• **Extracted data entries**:
--- begin ---

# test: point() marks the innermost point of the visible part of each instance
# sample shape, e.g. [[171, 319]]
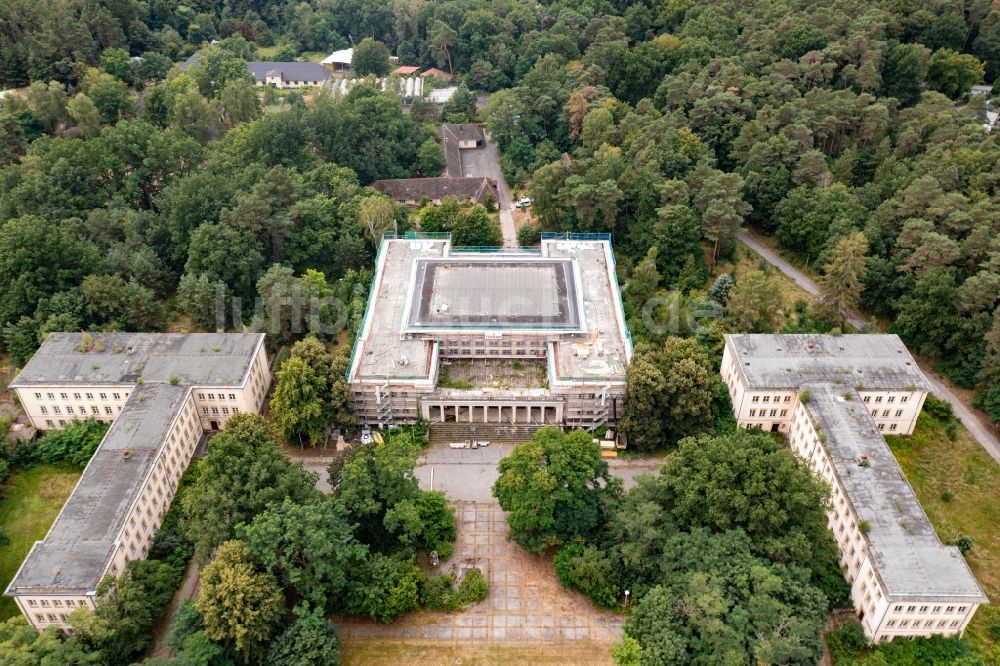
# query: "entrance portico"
[[492, 412]]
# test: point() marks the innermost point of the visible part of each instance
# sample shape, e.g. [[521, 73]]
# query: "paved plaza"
[[526, 603]]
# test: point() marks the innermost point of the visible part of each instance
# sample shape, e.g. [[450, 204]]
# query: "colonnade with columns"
[[493, 412]]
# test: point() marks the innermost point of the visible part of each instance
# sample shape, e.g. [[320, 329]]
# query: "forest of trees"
[[135, 194], [725, 552], [684, 122]]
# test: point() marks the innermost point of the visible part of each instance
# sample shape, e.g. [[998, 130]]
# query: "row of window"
[[916, 623], [70, 411], [773, 414], [767, 398], [76, 396], [56, 603], [51, 617], [225, 411]]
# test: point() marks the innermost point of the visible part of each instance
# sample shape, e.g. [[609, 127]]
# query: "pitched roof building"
[[436, 73], [338, 60], [549, 322], [288, 74]]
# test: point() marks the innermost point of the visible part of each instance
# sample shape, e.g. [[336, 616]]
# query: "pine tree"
[[841, 285]]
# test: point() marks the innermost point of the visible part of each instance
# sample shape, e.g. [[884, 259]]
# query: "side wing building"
[[834, 397], [160, 392]]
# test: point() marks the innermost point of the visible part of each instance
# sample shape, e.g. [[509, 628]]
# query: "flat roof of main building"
[[910, 558], [81, 542], [494, 292], [868, 361], [205, 359]]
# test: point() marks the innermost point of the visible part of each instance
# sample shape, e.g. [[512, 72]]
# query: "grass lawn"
[[379, 652], [933, 465], [748, 260], [31, 500]]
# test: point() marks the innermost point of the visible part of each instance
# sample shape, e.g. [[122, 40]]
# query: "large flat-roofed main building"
[[834, 397], [160, 392], [520, 337]]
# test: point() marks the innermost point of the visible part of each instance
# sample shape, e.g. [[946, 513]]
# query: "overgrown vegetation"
[[72, 446], [727, 509]]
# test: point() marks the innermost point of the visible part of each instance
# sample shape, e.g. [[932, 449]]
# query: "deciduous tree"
[[556, 488], [241, 606]]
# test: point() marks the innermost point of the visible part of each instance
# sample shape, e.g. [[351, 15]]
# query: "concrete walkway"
[[973, 420], [526, 603]]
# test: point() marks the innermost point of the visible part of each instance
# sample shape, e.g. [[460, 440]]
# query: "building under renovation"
[[513, 337]]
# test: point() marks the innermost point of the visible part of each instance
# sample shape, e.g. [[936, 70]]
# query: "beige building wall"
[[202, 406], [141, 521], [43, 611], [895, 410], [882, 617], [53, 407]]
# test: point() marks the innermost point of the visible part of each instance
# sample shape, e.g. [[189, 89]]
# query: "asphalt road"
[[485, 161], [973, 421]]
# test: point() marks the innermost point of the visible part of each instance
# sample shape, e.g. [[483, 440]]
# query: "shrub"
[[439, 593], [73, 445], [473, 588], [964, 544], [588, 570], [846, 642]]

--- end ---

• **Exercise objective**:
Working from the material above, transcribe it exactly while omitting pictures.

• **Result of this task**:
# test: point() marks the innermost point of the visible part of each instance
# sample shape, e.g. [[171, 319]]
# query: "entrance portico"
[[492, 412]]
# test: point() marks the innermost point of the visible part of each instance
# sample shape, e.g. [[521, 73]]
# query: "paved plaza"
[[526, 603]]
# test: point() marks the innermost point of the visible part of each instance
# sample shape, e.g. [[450, 204]]
# query: "colonnade with columns"
[[493, 412]]
# test: point() marks the innermost point of the visible part of each instance
# sample shape, e.g. [[320, 329]]
# query: "forest of trees"
[[135, 194], [725, 552], [684, 122]]
# test: point() marks the innermost point of the visible part of each instance
# sample shape, e.g. [[998, 130]]
# query: "row of window"
[[916, 623], [70, 411], [773, 414], [767, 398], [76, 396], [56, 603], [51, 617], [225, 411]]
# test: point() marks the innermost point of the visible part of each instance
# sample shape, e.g. [[609, 127]]
# query: "pitched roof building"
[[436, 73], [338, 60], [549, 322], [288, 74]]
# test: point() marks the innermost point of the visible part of each instance
# sample shape, e.g. [[336, 616]]
# query: "pine tree"
[[841, 285]]
# test: point() marks the innermost point of the visible part of each instance
# sample shape, e.g. [[884, 259]]
# query: "side wing building"
[[834, 397], [160, 392]]
# test: point() marks the innermost point of the visible part of each instance
# sample shape, e.g. [[509, 628]]
# query: "flat roof of main building"
[[910, 558], [81, 542], [494, 292], [868, 361], [205, 359]]
# test: point() marks the innermost point of the visible part of each instance
# sample shape, e.g. [[512, 72]]
# query: "grass lawn"
[[379, 652], [933, 465], [748, 260], [31, 500]]
# test: point() marks the innermost point of the visible part of each instance
# sample shape, e.g. [[122, 40]]
# query: "large flat-roofed main building"
[[834, 397], [160, 392], [520, 337]]
# test: point() marks the innermost point of the visible part of each instance
# sample shape, e.g. [[946, 513]]
# query: "overgrown vegetation"
[[72, 446], [727, 509]]
# test: point() marks the innermost point of the visible part of each instance
# sample shape, e.g. [[932, 449]]
# query: "deciduous tree"
[[556, 488], [241, 606]]
# test: point() marks the innermost point of the visible part of each instance
# sample shape, e.g. [[351, 15]]
# query: "concrete walkway"
[[973, 420], [526, 603]]
# test: point() marks the innermost point of the visible part of each instance
# sample shape, e.g. [[460, 440]]
# query: "building under renovation"
[[513, 337]]
# test: point() marks the innermost point of the visible part of each instance
# sample shape, e.g. [[936, 70]]
# query: "beige building wall"
[[202, 406], [141, 521], [43, 611], [895, 410], [882, 617], [53, 407]]
# test: point() marks the innermost point of the visible part of each instance
# sample shape, e.g. [[189, 89]]
# query: "asphalt road"
[[485, 161], [973, 421]]
# test: point() marks the innermost point of the visible part of each instance
# sample shape, e.g. [[483, 440]]
# query: "shrub"
[[439, 593], [73, 445], [473, 588], [964, 544], [588, 570], [846, 642]]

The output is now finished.